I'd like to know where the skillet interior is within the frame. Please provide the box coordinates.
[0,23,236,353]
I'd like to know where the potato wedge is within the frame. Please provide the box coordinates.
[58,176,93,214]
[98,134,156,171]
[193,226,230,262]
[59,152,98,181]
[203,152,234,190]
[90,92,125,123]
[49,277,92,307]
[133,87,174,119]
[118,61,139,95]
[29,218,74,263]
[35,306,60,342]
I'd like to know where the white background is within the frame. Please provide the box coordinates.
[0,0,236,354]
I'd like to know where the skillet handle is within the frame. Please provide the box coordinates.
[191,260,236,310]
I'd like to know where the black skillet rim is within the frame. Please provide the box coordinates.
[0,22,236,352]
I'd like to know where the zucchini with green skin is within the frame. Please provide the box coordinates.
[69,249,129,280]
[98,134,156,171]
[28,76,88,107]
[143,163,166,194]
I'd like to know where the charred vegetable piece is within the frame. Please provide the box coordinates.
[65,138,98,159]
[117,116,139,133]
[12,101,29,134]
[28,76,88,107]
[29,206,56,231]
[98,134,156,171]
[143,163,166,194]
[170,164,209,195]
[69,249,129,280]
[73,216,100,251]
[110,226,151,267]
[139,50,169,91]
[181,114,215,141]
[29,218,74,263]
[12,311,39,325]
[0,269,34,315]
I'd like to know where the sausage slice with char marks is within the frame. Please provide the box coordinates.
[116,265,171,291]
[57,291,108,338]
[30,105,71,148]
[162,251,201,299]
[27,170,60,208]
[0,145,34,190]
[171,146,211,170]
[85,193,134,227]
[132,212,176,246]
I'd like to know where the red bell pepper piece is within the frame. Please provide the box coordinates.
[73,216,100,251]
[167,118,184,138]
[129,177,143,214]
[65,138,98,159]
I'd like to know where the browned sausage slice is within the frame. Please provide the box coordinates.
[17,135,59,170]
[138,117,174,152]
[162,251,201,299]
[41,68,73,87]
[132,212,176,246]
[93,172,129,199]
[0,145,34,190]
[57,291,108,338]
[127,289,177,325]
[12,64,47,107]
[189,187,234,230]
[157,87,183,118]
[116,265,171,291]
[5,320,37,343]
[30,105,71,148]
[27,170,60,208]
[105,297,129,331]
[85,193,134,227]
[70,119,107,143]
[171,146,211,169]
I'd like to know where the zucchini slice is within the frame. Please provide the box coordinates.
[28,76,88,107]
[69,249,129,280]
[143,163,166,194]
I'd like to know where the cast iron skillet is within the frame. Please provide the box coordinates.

____________

Show every line of the records that contains the string "piece", treating uppercase and lowercase as different.

Complete response
I'd like to know where the charred vegetable piece is within the frame. Please provide the box coordinates.
I'd like to know where the red bell pepper piece is within the frame. Please provide the box coordinates.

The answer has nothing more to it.